» EXERCISE DETAILS
Which lines in the rows below contain the string "dark", with case counting? Show every such line in full.

☆ ☆ ☆ ☆

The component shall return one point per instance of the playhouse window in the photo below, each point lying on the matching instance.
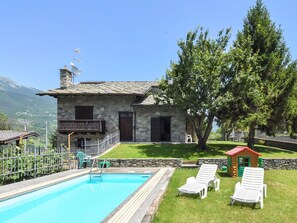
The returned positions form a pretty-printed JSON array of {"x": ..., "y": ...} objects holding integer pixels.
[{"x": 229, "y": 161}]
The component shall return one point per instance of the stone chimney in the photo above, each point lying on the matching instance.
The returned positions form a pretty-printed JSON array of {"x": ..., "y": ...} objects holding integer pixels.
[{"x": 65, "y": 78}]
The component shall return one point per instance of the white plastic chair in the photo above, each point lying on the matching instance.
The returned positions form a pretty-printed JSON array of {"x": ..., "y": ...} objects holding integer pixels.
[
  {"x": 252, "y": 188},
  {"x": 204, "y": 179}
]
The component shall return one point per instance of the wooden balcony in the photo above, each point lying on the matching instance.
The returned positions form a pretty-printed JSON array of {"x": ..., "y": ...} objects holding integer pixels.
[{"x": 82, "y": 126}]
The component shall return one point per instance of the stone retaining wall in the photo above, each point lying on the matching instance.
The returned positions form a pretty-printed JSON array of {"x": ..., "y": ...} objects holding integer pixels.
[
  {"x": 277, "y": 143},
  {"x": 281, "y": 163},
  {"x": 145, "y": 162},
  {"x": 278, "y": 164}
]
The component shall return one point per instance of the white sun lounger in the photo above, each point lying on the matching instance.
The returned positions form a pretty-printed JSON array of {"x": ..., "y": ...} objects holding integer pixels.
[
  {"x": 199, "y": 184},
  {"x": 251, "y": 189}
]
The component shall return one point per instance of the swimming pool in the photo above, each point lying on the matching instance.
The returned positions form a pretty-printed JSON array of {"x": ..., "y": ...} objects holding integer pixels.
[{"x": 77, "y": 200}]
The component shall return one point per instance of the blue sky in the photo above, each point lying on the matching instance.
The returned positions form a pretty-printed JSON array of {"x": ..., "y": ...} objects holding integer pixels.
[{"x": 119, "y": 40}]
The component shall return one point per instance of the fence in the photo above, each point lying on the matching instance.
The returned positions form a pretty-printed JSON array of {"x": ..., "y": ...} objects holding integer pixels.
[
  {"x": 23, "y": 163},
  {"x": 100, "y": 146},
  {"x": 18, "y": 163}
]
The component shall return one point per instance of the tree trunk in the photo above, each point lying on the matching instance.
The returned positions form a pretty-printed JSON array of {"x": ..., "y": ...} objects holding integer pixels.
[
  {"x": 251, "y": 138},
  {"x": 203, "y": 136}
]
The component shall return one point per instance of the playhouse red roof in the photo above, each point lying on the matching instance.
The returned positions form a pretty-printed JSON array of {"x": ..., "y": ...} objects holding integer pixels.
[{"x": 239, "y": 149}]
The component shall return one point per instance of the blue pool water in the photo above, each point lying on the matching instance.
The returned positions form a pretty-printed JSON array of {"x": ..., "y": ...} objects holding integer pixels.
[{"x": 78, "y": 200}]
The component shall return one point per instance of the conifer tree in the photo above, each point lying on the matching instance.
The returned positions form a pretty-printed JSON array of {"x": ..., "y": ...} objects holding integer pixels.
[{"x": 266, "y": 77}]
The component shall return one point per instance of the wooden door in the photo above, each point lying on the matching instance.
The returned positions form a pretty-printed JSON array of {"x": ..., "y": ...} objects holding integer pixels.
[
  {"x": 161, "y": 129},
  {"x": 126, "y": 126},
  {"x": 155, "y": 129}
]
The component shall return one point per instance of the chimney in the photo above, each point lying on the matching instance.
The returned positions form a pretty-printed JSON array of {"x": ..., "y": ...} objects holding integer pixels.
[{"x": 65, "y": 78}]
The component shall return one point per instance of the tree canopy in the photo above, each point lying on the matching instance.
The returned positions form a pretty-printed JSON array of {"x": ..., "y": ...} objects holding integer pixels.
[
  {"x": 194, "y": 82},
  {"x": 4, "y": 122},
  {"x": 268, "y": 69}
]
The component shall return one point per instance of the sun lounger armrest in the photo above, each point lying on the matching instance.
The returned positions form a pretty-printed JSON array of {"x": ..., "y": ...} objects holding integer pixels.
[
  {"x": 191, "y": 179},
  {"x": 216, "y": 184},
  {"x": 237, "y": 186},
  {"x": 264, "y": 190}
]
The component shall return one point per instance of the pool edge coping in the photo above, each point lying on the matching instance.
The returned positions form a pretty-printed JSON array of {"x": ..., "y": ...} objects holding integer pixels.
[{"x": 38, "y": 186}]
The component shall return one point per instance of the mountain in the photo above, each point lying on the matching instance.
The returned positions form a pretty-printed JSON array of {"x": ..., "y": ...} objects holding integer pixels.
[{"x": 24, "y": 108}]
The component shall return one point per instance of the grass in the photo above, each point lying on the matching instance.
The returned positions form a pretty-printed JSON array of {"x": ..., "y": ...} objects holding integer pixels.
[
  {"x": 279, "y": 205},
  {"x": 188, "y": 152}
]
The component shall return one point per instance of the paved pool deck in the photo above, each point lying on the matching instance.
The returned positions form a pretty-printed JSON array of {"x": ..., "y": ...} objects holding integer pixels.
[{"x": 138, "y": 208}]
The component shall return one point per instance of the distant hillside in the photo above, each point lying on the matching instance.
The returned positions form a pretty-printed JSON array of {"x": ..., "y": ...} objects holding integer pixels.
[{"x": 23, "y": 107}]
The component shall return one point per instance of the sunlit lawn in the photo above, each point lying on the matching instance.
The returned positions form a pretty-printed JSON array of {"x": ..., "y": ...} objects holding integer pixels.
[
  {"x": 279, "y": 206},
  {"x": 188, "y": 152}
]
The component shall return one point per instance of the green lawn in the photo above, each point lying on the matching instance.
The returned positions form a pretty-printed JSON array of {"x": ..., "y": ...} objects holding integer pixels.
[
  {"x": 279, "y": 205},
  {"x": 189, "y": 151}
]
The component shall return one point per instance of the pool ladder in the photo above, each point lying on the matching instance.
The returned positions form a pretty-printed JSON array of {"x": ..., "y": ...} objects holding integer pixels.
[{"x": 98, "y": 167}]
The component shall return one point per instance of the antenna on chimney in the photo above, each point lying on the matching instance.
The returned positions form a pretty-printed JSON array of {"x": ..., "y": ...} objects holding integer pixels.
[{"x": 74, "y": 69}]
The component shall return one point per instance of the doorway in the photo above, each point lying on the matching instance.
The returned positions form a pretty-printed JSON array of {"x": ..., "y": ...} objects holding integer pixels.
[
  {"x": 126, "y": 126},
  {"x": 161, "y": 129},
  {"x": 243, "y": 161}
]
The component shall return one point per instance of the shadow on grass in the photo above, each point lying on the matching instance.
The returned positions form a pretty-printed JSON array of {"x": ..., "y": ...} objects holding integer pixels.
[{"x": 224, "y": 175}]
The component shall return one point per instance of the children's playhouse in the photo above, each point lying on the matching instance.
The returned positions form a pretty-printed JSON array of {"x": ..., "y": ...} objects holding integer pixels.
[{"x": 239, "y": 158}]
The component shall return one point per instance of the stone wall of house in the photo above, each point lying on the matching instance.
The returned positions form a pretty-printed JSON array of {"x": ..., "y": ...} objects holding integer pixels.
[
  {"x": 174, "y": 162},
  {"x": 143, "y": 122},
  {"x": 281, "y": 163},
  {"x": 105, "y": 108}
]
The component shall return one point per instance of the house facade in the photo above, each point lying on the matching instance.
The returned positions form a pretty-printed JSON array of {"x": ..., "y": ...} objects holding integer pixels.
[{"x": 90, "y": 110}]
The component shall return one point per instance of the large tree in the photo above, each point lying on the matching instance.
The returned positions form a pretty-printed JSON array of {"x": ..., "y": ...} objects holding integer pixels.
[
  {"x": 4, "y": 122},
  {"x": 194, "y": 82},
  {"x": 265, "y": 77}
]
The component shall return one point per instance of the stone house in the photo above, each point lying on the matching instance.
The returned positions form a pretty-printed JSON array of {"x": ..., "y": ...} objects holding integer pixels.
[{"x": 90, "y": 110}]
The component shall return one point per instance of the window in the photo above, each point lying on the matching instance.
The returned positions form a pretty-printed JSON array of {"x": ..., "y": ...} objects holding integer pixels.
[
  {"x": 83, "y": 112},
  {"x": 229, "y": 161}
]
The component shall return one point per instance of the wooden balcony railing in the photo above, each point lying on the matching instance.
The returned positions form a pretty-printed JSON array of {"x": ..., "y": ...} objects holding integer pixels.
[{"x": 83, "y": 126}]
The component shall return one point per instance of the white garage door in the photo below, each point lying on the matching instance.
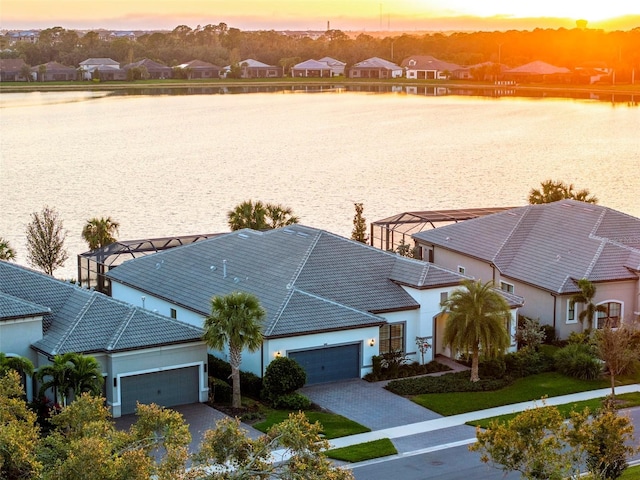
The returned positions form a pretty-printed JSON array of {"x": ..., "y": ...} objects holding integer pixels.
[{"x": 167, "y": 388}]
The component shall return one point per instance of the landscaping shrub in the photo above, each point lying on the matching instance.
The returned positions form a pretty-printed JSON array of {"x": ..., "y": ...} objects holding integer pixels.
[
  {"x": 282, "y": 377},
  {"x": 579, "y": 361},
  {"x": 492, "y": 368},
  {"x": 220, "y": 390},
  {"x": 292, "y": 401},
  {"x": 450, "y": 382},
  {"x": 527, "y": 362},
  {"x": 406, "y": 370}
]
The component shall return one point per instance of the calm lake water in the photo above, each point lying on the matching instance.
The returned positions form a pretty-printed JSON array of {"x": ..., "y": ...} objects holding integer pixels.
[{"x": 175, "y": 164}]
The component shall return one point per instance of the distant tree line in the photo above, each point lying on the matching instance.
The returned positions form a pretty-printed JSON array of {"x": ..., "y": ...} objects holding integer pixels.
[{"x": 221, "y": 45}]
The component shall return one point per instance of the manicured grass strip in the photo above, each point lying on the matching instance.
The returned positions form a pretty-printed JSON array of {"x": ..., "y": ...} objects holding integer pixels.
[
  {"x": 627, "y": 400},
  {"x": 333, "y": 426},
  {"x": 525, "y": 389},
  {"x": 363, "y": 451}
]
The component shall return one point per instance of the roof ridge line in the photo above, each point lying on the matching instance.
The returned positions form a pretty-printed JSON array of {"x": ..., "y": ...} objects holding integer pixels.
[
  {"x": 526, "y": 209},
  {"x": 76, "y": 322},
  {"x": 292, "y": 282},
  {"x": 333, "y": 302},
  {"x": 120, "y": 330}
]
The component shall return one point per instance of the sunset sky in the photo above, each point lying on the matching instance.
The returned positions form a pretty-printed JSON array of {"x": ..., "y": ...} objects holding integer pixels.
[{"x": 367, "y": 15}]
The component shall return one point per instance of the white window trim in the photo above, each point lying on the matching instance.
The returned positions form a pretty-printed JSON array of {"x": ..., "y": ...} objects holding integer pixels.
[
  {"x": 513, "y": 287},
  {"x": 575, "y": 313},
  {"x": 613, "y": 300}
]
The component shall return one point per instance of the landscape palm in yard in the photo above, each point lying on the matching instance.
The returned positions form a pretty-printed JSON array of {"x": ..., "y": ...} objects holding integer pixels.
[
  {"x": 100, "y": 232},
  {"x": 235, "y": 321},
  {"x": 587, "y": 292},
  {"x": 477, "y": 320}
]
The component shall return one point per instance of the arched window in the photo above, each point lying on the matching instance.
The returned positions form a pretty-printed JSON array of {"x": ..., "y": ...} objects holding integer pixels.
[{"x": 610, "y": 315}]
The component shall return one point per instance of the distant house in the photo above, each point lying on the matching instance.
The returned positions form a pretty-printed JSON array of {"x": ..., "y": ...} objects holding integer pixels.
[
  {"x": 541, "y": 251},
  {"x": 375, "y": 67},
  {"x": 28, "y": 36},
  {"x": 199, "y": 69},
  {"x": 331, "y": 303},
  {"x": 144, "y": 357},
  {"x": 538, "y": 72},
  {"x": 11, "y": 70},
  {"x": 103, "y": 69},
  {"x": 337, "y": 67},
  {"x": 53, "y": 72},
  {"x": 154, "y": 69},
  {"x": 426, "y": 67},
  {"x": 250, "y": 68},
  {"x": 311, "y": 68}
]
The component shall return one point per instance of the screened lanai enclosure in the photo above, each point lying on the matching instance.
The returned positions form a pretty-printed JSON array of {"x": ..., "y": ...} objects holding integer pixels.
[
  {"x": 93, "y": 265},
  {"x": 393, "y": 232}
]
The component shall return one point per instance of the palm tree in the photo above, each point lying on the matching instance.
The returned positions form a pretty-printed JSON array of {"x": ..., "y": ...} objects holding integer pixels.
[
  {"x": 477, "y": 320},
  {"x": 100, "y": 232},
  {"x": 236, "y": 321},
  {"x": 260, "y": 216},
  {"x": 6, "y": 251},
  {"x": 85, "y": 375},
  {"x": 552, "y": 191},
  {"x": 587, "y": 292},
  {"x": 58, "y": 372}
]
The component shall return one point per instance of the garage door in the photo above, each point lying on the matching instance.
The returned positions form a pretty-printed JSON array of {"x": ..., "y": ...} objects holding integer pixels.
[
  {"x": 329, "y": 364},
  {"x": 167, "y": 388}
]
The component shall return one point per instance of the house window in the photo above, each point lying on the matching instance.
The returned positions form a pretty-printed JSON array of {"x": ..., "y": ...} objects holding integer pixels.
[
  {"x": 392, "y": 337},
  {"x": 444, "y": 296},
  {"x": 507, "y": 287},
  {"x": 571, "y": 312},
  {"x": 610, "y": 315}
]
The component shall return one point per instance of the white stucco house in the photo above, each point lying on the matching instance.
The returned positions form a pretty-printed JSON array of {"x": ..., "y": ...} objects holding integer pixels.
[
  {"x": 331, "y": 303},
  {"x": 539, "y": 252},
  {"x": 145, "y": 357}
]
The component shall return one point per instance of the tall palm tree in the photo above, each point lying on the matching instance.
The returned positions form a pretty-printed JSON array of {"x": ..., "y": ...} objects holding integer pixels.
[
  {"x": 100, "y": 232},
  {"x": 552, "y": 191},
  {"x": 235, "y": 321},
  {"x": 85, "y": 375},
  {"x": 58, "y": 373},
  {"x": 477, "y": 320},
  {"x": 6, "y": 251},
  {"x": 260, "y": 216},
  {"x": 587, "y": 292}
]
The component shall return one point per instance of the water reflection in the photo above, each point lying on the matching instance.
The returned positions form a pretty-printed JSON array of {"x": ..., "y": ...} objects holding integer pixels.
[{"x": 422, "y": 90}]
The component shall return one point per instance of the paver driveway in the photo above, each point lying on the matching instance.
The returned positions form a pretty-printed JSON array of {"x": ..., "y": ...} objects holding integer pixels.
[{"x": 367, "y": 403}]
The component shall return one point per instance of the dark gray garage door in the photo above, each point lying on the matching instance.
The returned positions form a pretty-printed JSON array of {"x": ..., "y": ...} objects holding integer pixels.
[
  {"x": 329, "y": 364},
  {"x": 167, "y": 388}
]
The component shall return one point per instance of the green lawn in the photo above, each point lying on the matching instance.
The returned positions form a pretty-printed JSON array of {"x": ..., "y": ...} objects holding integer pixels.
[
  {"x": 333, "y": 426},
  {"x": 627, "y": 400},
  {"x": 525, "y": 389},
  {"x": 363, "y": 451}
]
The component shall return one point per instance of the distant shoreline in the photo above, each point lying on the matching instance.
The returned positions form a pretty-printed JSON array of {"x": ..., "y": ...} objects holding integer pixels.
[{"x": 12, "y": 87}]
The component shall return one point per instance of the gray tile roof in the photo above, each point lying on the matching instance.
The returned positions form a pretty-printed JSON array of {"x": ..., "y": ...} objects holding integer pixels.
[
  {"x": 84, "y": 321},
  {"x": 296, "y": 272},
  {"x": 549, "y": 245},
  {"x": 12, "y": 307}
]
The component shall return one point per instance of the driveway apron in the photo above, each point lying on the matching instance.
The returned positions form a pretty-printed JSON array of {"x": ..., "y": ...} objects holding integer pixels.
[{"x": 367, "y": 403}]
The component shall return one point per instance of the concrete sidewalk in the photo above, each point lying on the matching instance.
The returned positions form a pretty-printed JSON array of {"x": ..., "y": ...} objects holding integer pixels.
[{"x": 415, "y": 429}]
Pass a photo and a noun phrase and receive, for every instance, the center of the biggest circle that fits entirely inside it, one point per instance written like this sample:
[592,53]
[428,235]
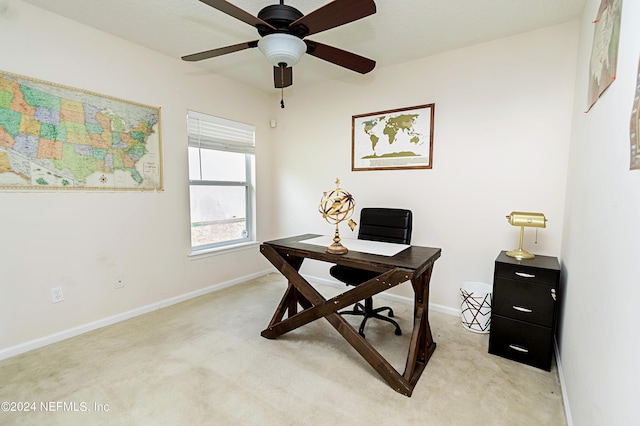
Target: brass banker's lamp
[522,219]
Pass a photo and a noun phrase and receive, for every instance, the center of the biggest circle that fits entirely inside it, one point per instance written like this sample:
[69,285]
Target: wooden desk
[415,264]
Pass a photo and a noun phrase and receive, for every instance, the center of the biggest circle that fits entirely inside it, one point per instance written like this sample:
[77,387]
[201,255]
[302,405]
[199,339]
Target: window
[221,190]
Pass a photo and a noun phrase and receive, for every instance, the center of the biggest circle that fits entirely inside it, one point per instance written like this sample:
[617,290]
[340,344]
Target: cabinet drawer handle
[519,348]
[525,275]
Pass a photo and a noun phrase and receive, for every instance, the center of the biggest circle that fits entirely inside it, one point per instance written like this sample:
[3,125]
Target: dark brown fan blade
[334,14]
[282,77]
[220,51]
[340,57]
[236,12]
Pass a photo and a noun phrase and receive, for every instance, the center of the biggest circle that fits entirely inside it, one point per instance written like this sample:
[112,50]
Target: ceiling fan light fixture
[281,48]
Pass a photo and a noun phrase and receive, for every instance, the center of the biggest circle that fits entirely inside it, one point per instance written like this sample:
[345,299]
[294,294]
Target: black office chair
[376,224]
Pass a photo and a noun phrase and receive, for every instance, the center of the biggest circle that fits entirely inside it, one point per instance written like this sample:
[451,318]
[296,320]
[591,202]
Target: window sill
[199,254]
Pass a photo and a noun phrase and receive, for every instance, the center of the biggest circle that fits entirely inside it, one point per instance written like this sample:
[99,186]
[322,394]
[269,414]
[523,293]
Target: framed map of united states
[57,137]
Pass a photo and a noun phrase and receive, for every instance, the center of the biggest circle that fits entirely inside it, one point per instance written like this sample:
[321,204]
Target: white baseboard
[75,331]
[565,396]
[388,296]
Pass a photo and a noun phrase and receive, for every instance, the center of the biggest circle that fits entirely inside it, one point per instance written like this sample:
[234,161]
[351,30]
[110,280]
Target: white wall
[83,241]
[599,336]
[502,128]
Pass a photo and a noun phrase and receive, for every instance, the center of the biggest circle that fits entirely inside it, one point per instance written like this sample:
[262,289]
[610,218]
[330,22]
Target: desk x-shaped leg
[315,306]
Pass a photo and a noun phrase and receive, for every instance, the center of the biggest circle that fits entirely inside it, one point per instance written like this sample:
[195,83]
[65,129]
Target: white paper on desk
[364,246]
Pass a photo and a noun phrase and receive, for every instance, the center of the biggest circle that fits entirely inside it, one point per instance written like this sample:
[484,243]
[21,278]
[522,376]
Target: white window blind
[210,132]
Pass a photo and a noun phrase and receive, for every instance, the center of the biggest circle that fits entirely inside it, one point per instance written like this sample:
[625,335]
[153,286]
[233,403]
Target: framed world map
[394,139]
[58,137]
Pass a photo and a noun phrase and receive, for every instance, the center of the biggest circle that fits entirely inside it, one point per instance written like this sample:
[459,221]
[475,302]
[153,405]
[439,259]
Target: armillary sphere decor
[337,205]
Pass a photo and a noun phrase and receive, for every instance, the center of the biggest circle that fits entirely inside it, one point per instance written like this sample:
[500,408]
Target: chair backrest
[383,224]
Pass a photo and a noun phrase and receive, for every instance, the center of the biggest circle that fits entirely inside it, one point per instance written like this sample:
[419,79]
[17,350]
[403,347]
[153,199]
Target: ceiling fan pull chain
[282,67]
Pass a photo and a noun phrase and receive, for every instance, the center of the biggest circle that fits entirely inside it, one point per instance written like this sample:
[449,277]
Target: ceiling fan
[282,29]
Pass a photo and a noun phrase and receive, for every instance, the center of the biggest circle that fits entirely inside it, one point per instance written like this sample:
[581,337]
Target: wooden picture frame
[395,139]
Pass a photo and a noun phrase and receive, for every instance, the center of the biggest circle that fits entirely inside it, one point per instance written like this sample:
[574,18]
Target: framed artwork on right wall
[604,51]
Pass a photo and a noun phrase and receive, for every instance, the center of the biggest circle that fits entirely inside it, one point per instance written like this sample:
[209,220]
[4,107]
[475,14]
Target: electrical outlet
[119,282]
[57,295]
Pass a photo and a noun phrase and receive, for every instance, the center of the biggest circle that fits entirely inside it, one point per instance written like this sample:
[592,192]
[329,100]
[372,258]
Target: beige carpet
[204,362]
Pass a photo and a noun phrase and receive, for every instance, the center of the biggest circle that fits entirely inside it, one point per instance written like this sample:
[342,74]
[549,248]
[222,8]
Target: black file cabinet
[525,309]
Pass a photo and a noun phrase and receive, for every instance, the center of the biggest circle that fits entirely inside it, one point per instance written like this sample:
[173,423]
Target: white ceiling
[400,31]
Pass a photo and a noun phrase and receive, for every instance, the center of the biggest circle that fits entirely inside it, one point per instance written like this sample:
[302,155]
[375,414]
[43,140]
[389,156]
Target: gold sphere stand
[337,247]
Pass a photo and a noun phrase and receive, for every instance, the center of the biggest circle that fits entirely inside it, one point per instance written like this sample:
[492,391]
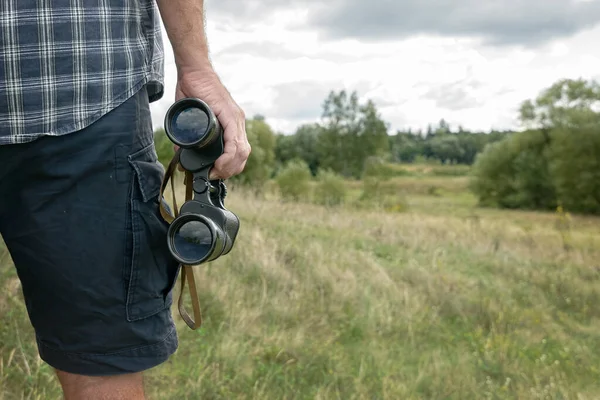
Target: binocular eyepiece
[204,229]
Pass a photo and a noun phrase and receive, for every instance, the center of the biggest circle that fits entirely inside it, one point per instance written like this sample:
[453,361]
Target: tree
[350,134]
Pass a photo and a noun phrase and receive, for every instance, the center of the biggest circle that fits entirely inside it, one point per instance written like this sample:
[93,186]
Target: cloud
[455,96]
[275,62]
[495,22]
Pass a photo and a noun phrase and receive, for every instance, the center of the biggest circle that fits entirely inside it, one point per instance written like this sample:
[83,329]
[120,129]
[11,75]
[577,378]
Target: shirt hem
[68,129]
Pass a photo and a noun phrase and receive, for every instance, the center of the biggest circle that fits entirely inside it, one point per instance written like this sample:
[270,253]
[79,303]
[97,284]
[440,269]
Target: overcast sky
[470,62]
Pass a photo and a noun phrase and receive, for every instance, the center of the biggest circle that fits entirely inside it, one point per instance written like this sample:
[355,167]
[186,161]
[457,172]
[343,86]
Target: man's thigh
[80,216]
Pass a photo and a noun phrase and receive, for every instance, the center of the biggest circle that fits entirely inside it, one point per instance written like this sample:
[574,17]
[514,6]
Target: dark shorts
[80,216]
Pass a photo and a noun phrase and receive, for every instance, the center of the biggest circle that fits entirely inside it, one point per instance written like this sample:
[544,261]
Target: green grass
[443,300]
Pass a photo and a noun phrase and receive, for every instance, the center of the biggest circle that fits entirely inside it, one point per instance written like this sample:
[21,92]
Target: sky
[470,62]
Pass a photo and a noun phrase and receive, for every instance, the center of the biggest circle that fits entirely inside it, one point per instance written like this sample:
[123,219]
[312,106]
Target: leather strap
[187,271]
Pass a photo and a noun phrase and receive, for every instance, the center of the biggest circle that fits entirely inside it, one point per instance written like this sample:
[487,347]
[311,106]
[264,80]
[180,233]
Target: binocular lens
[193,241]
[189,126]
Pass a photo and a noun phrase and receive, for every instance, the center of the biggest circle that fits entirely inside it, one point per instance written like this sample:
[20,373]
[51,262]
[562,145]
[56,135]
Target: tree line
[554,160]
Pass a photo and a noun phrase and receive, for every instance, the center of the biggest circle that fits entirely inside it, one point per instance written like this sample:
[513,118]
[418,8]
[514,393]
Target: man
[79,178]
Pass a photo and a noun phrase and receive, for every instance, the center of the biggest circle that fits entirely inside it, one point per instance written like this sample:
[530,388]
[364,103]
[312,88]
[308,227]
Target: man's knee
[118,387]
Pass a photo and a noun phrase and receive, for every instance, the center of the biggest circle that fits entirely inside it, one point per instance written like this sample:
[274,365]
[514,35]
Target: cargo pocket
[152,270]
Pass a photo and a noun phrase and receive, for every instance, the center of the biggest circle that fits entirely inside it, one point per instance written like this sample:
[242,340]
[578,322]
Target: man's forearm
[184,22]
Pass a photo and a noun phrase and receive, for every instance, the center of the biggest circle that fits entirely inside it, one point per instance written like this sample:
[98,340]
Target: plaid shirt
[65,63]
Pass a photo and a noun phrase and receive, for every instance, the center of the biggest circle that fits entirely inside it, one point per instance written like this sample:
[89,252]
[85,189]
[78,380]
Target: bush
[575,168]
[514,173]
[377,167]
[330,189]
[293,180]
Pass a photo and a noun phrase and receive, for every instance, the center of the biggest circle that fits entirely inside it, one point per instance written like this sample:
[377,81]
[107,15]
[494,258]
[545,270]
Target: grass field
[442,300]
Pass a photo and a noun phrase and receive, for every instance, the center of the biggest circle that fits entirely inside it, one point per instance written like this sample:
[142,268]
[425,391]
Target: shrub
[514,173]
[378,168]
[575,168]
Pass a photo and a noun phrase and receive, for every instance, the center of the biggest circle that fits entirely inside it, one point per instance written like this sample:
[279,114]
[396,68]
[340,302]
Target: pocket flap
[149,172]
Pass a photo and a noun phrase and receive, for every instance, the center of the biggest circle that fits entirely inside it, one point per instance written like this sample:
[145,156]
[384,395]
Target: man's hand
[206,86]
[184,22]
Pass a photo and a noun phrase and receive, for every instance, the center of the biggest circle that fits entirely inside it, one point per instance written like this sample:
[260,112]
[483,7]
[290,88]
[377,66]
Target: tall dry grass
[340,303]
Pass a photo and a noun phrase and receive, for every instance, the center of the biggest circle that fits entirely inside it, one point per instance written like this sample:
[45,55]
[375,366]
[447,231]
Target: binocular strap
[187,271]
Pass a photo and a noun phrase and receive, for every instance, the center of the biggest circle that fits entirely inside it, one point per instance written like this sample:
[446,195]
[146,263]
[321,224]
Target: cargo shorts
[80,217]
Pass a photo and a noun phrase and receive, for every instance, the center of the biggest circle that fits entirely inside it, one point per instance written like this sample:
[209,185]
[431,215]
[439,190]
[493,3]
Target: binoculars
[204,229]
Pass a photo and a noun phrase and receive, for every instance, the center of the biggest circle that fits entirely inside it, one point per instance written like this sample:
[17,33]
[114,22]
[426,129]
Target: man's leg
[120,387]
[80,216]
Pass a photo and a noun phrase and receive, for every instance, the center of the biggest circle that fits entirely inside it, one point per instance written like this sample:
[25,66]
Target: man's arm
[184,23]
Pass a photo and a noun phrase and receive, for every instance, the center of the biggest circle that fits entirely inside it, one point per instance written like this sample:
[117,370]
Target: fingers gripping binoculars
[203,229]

☆ ☆ ☆ ☆

» THE RESULT
The component shall return one point per instance of the dark gray garage door in the photo above, each point lying on the matching instance.
Target: dark brown fan blade
Target: dark shorts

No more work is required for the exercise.